(Data records)

▬▬▬▬▬▬▬▬▬▬

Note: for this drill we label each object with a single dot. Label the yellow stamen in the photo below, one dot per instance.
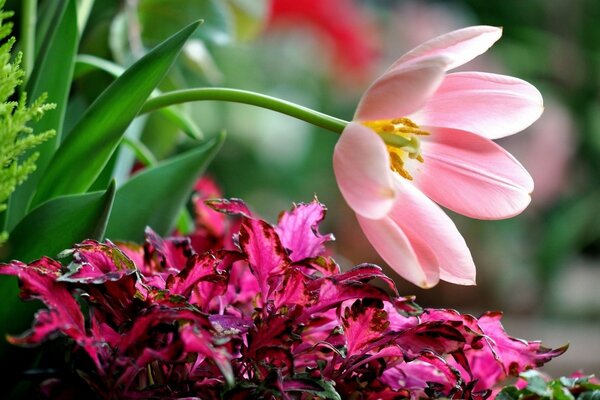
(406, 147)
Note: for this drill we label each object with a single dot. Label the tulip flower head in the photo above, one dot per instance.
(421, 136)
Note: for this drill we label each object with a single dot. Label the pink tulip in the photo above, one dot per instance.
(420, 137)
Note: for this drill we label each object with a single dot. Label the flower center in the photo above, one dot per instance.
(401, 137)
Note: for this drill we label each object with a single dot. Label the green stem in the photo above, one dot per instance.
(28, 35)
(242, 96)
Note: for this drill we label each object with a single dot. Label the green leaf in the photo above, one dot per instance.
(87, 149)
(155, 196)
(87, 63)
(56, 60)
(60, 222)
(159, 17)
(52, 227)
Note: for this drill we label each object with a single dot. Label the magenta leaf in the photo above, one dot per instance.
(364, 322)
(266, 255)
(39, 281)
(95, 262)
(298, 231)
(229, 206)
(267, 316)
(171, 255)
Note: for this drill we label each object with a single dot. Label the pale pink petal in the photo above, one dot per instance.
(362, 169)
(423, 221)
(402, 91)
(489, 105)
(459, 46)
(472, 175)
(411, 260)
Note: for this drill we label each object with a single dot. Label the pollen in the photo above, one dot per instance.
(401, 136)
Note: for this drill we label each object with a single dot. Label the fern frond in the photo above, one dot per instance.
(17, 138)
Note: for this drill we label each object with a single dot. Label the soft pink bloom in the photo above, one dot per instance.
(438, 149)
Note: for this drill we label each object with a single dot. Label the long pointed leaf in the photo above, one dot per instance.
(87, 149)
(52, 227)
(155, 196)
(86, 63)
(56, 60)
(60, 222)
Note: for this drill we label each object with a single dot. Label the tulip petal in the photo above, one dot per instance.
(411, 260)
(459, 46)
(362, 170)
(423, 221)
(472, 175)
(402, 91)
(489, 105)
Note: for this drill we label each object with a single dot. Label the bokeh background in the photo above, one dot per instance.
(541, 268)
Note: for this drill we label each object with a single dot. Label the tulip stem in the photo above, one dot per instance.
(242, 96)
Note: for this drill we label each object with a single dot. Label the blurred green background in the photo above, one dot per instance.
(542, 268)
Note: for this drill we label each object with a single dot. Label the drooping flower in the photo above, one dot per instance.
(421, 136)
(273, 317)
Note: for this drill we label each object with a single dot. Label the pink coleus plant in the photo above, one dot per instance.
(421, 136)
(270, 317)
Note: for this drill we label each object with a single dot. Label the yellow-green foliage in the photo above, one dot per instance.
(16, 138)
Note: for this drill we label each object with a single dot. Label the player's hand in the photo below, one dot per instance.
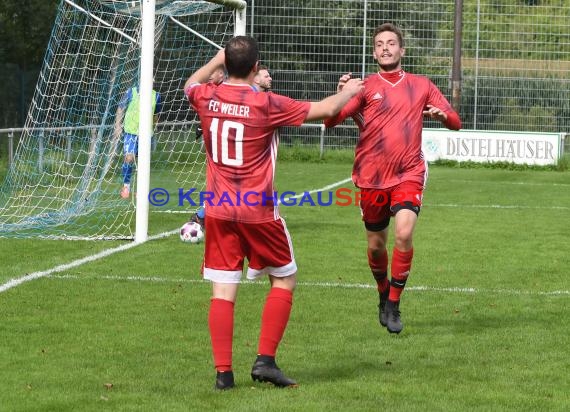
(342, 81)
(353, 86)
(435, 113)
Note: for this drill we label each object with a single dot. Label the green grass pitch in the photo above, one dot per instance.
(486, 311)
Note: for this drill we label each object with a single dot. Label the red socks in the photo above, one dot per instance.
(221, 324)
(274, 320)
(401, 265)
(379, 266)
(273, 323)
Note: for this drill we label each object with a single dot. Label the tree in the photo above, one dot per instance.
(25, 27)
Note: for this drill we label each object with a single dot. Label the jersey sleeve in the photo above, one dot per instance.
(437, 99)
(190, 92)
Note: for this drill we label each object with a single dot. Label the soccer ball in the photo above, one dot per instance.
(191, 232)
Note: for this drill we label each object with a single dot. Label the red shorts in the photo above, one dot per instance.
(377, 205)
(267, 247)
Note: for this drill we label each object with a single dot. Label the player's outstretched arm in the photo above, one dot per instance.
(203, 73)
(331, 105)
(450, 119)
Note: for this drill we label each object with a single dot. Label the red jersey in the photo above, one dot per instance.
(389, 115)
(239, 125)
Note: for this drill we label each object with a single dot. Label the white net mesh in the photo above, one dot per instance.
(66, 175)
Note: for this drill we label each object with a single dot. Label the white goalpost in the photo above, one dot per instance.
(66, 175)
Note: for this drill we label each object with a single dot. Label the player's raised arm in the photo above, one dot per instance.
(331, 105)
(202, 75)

▬▬▬▬▬▬▬▬▬▬

» GOAL:
Write out every line of the listing above as a numbered list, skipping any blank lines and leaving the pictures out.

» OUTPUT FOR THIS TASK:
1. Note: for this drill we label each object with a single dot. Label the yellow stamen in the photo below, one dot per instance.
2. (406, 147)
3. Note: for this drill we label each object with a single dot. Label the tulip flower head in the photo above, one dot per instance.
4. (421, 136)
5. Note: for this drill we label each object with a single dot. Label the pink tulip in the photo above, one dot per instance.
6. (420, 137)
7. Note: for this drill we label each object with a single dot. Label the flower center in the photo above, one dot per instance.
8. (401, 137)
9. Note: for this drill we label each object with a single dot. Label the green stem in the photo above, one dot per instance.
10. (28, 35)
11. (242, 96)
12. Note: for this drill we label each object with a single dot. Label the green leaf in the photo above, one dot per instance.
13. (87, 149)
14. (155, 196)
15. (87, 63)
16. (56, 60)
17. (60, 222)
18. (159, 17)
19. (52, 227)
20. Note: for this drill we label each object with a single dot. Label the magenta leaf in the photo above, one dot per instance.
21. (364, 322)
22. (266, 255)
23. (39, 281)
24. (95, 262)
25. (298, 231)
26. (229, 206)
27. (267, 316)
28. (171, 255)
29. Note: for this drill we label each object with a single dot. Label the pale pink petal in the photo above, one dot per instance.
30. (362, 169)
31. (423, 221)
32. (402, 91)
33. (489, 105)
34. (459, 46)
35. (472, 175)
36. (411, 260)
37. Note: for this drill we label each object with a single dot. Label the pollen in the photo above, one dot per instance.
38. (401, 136)
39. Note: for this drill we label each object with a single dot. Label the fern frond in the photo above, one dot per instance.
40. (17, 138)
41. Note: for this drill we label each object with a single dot. Label the soft pink bloom in the photo above, one dot per instance.
42. (438, 149)
43. Note: for this drill we label each object with a single dot. Label the long pointed leaf in the photo above, one dot per instance.
44. (87, 149)
45. (52, 227)
46. (155, 196)
47. (86, 63)
48. (56, 60)
49. (60, 222)
50. Note: for this drill we label each object with a single dot. Label the tulip petal in the photo above, one dot per instance.
51. (411, 260)
52. (459, 46)
53. (362, 170)
54. (423, 221)
55. (472, 175)
56. (402, 91)
57. (489, 105)
58. Note: for this drill we label each object with a single dot. Label the bokeh background in the photo above, one dot per instance.
59. (541, 268)
60. Note: for this drill we label each object with a single dot. Label the tulip stem in the photo above, one dot per instance.
61. (242, 96)
62. Note: for this drill we label each object with a single dot. Label the blurred green background in the photo above, one dot per instance.
63. (542, 268)
64. Note: for this drill we label each object with a single dot. Label the drooping flower in the photo above, one dot per instance.
65. (421, 136)
66. (273, 317)
67. Note: for this drill we label each object with a single dot. Label the pink coleus plant in the photo above, one dot per instance.
68. (421, 136)
69. (270, 317)
70. Note: for this drill we label each object with a single dot. Label the yellow-green foliage in the photo above, one dot per instance.
71. (16, 138)
72. Note: for this drill we label each object with a single dot. Label the player's hand in the photo below, one dot per instance.
73. (342, 81)
74. (353, 86)
75. (435, 113)
76. Note: for this drill we label each object with a single dot. Label the green grass pitch in the photo above, one dot per instance.
77. (486, 311)
78. Note: for this drill we label each object with a single dot. Label the red socks in the photo above, one dot per instance.
79. (221, 324)
80. (274, 320)
81. (401, 265)
82. (379, 266)
83. (273, 323)
84. Note: for this drill we label each object with a single dot. Label the tree in the photo above, one dot per instance.
85. (25, 27)
86. Note: for this drill we label each object with a single dot. Label the jersey sleeve in the photo above, one dot per instance.
87. (437, 99)
88. (190, 92)
89. Note: for this drill we label each object with a single dot. Label the soccer ball in the photo above, one dot per instance.
90. (191, 232)
91. Note: for this drill we label each object with a single dot. Label the red shorts in the photo above, one dot per instance.
92. (377, 205)
93. (267, 247)
94. Note: for this drill we label each object with a single dot. Label the player's outstretched arm in the photo above, one dot per instance.
95. (203, 73)
96. (331, 105)
97. (450, 119)
98. Note: for this drill we label each object with a single dot. Label the red jersey in the photo above, one dot per instance.
99. (389, 115)
100. (239, 125)
101. Note: for this drill we label each object with a single dot. Label the white net mesh in the photo above, one dot per instance.
102. (66, 175)
103. Note: for this drill we label each object with a single dot. Label the white goalpost in the photo above, one dot per instance.
104. (66, 175)
105. Note: for this drill we label each object with a single dot. Label the player's raised arm in the photo above, one dot per instance.
106. (331, 105)
107. (202, 75)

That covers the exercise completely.